TASK OBJECTIVE -> Copy out the records verbatim, from the first line up to and including the line that contains "point(652, 419)". Leave the pictures out of your answer.

THE RECORDS ->
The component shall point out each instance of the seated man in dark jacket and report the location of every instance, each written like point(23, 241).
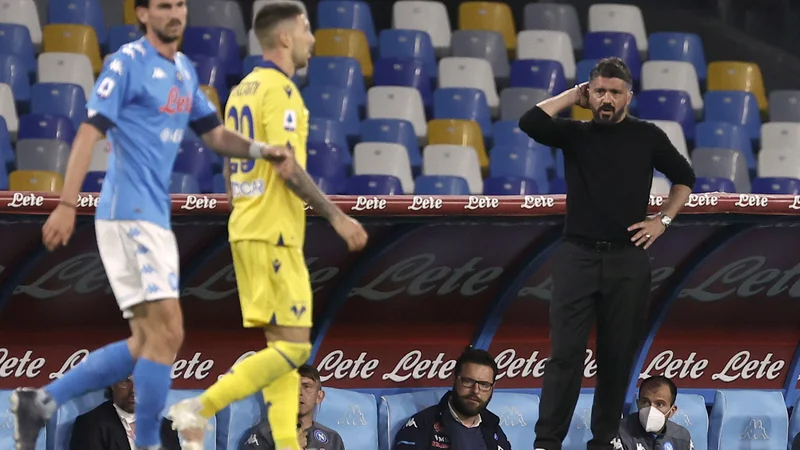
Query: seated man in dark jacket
point(460, 421)
point(650, 428)
point(111, 425)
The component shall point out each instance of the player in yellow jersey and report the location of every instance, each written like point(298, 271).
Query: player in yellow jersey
point(267, 232)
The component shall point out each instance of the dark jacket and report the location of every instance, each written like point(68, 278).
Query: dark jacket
point(102, 429)
point(426, 430)
point(632, 436)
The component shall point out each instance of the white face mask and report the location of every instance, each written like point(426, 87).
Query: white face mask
point(652, 419)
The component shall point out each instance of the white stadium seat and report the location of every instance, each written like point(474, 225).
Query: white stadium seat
point(547, 44)
point(453, 160)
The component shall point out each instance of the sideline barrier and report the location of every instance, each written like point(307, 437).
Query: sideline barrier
point(438, 273)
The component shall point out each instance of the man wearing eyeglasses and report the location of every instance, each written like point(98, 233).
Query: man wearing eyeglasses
point(460, 420)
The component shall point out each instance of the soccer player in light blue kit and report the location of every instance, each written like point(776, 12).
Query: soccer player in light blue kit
point(144, 100)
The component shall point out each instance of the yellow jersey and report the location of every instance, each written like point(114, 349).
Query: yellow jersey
point(267, 106)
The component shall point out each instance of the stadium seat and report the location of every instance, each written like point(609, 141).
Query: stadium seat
point(756, 417)
point(414, 44)
point(60, 99)
point(428, 16)
point(333, 103)
point(725, 135)
point(516, 101)
point(348, 43)
point(556, 17)
point(722, 163)
point(374, 185)
point(36, 181)
point(353, 415)
point(404, 72)
point(46, 155)
point(603, 44)
point(704, 184)
point(395, 102)
point(486, 45)
point(737, 76)
point(668, 105)
point(14, 74)
point(383, 158)
point(547, 45)
point(454, 160)
point(73, 39)
point(23, 12)
point(393, 131)
point(539, 74)
point(338, 71)
point(673, 75)
point(66, 68)
point(673, 46)
point(469, 73)
point(465, 104)
point(355, 15)
point(459, 132)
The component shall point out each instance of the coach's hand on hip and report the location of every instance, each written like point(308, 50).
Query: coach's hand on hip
point(649, 230)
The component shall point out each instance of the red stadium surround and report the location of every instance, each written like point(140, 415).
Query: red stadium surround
point(439, 273)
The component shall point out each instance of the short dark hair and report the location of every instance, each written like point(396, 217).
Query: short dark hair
point(656, 382)
point(612, 68)
point(476, 356)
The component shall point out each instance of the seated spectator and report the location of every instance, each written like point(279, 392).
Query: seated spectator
point(312, 435)
point(460, 420)
point(650, 428)
point(111, 425)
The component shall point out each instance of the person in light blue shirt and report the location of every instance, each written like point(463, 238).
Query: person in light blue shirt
point(144, 100)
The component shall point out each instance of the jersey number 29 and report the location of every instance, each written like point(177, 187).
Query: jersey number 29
point(243, 124)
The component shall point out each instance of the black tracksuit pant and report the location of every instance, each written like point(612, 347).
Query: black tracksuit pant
point(609, 284)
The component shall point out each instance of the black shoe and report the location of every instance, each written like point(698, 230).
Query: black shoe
point(29, 418)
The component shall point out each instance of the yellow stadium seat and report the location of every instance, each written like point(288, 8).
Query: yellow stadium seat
point(489, 16)
point(738, 76)
point(341, 42)
point(68, 38)
point(35, 180)
point(459, 132)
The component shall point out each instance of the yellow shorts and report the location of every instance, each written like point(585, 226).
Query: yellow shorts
point(274, 285)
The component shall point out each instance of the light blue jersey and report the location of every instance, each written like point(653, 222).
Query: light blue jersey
point(146, 102)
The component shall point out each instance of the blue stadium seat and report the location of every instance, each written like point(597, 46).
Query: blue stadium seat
point(507, 185)
point(374, 185)
point(353, 15)
point(406, 72)
point(80, 12)
point(15, 40)
point(409, 44)
point(46, 126)
point(538, 73)
point(725, 135)
point(674, 46)
point(395, 410)
point(440, 185)
point(603, 44)
point(465, 104)
point(120, 35)
point(668, 105)
point(737, 107)
point(340, 72)
point(334, 103)
point(396, 131)
point(776, 185)
point(14, 72)
point(59, 99)
point(353, 415)
point(331, 163)
point(752, 419)
point(703, 184)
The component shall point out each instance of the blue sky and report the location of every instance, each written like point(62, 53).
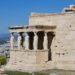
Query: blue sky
point(16, 12)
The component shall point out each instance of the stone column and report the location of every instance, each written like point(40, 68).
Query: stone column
point(26, 42)
point(19, 40)
point(45, 43)
point(12, 41)
point(35, 43)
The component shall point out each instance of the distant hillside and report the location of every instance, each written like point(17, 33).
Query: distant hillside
point(4, 38)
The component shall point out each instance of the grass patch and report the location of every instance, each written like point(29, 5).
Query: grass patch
point(16, 73)
point(46, 72)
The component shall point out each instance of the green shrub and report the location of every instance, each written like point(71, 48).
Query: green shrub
point(2, 60)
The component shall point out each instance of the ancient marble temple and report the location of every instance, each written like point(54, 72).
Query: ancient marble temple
point(47, 42)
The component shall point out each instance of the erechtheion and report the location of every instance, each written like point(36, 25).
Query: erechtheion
point(47, 42)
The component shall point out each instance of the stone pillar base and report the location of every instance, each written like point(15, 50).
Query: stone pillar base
point(27, 60)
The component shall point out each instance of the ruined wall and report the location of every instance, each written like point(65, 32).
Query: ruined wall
point(63, 45)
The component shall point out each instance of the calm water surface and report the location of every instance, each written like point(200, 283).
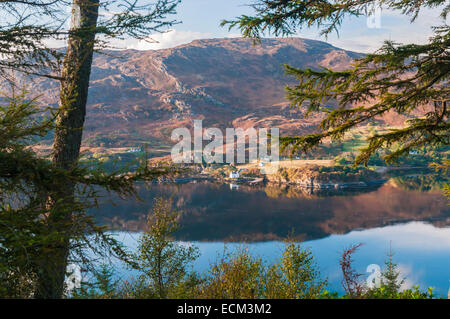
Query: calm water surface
point(409, 214)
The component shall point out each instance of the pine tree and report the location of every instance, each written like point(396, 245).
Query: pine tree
point(397, 78)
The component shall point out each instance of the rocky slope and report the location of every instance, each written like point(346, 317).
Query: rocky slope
point(138, 96)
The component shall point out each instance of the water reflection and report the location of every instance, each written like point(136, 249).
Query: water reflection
point(421, 251)
point(218, 212)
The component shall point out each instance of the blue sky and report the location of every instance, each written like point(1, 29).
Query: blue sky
point(201, 19)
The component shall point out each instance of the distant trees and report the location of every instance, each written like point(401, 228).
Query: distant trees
point(24, 36)
point(397, 78)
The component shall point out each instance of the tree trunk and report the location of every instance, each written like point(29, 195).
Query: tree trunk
point(66, 146)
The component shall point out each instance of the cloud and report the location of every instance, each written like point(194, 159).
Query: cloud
point(357, 36)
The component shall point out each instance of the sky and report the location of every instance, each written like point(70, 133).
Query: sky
point(201, 19)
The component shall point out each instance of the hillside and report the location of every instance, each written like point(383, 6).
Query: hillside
point(140, 96)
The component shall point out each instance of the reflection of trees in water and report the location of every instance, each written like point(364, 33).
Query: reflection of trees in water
point(257, 213)
point(422, 183)
point(289, 191)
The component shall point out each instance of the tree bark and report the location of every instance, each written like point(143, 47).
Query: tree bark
point(66, 146)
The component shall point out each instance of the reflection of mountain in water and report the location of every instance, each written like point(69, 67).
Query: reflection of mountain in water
point(424, 183)
point(216, 212)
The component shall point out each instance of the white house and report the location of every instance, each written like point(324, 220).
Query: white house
point(235, 175)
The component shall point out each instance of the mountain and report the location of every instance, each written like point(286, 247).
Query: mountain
point(140, 96)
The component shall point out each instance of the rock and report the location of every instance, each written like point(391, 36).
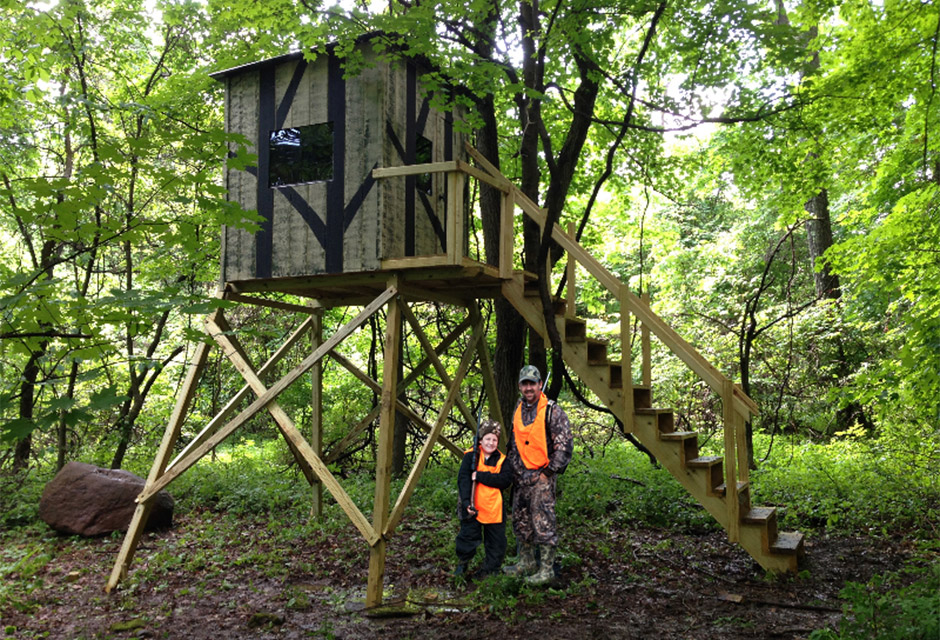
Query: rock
point(90, 501)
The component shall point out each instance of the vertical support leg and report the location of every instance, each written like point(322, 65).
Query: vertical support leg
point(170, 435)
point(571, 292)
point(383, 463)
point(316, 411)
point(506, 234)
point(626, 353)
point(646, 349)
point(730, 461)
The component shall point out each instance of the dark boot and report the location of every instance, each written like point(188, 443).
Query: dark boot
point(525, 564)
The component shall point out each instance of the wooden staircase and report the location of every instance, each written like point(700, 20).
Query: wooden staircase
point(703, 476)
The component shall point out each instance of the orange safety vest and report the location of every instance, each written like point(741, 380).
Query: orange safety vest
point(488, 501)
point(531, 440)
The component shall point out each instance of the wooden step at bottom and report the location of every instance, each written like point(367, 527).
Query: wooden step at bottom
point(788, 542)
point(574, 330)
point(759, 515)
point(714, 467)
point(704, 462)
point(677, 435)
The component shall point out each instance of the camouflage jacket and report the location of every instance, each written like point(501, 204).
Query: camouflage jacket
point(561, 446)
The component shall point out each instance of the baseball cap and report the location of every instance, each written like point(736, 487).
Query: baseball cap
point(530, 373)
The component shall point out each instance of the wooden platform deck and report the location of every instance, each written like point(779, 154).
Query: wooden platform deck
point(420, 279)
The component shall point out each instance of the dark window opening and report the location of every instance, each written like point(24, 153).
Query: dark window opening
point(423, 156)
point(301, 154)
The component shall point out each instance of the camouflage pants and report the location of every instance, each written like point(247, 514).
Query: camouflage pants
point(533, 512)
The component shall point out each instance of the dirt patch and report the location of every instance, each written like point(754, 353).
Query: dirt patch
point(633, 583)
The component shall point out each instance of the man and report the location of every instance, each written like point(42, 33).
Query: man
point(539, 450)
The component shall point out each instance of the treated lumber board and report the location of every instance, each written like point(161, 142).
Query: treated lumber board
point(273, 304)
point(306, 456)
point(435, 360)
point(489, 378)
point(400, 406)
point(170, 435)
point(448, 340)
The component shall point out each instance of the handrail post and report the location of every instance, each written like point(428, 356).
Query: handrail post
point(571, 292)
point(730, 460)
point(645, 348)
point(506, 234)
point(626, 372)
point(740, 429)
point(455, 221)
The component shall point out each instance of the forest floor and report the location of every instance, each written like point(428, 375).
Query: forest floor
point(213, 577)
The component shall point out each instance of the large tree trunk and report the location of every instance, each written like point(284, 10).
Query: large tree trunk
point(819, 239)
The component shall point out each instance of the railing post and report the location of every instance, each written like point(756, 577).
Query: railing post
point(730, 460)
point(571, 292)
point(455, 221)
point(626, 370)
point(506, 234)
point(740, 430)
point(646, 365)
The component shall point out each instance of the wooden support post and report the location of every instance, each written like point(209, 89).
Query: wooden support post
point(454, 213)
point(571, 268)
point(230, 407)
point(626, 366)
point(268, 396)
point(647, 364)
point(170, 436)
point(422, 460)
point(486, 368)
point(316, 411)
point(308, 460)
point(506, 234)
point(383, 463)
point(740, 430)
point(730, 459)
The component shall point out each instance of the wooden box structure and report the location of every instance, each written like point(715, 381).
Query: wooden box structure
point(318, 136)
point(360, 186)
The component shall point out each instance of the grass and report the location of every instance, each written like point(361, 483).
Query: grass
point(850, 486)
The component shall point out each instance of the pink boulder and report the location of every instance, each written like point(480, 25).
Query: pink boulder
point(90, 501)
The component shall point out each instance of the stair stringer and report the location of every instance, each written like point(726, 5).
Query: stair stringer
point(756, 538)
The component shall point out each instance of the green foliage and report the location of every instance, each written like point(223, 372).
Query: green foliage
point(897, 606)
point(853, 484)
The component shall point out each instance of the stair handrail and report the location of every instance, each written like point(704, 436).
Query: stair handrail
point(743, 404)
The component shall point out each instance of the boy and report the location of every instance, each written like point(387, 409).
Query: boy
point(484, 519)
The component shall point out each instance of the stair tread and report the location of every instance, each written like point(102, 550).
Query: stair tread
point(759, 515)
point(790, 542)
point(704, 461)
point(678, 435)
point(652, 411)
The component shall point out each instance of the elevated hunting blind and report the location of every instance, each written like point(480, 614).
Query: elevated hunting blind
point(360, 186)
point(318, 136)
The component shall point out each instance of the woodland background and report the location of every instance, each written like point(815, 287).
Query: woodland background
point(769, 173)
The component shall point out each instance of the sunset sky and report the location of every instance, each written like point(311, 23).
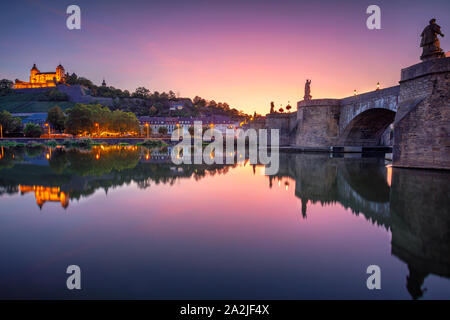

FULL ANSWER ->
The component shall point out each instance of the seated man in dark jacket and report the location of every instance, each written like point(23, 241).
Query: seated man in dark jacket
point(460, 421)
point(650, 428)
point(111, 425)
The component shall point out each instance of the player in yellow jersey and report the location of every instance, each written like point(298, 271).
Query: player in yellow jersey
point(267, 232)
The component shall point out each instance of the dark jacket and report the location of every instance, each written like point(68, 278).
Query: dark jacket
point(102, 429)
point(426, 430)
point(632, 436)
The component shall point out each instance of the white face mask and report the location of every instance, each written like point(426, 87).
Query: white face mask
point(652, 419)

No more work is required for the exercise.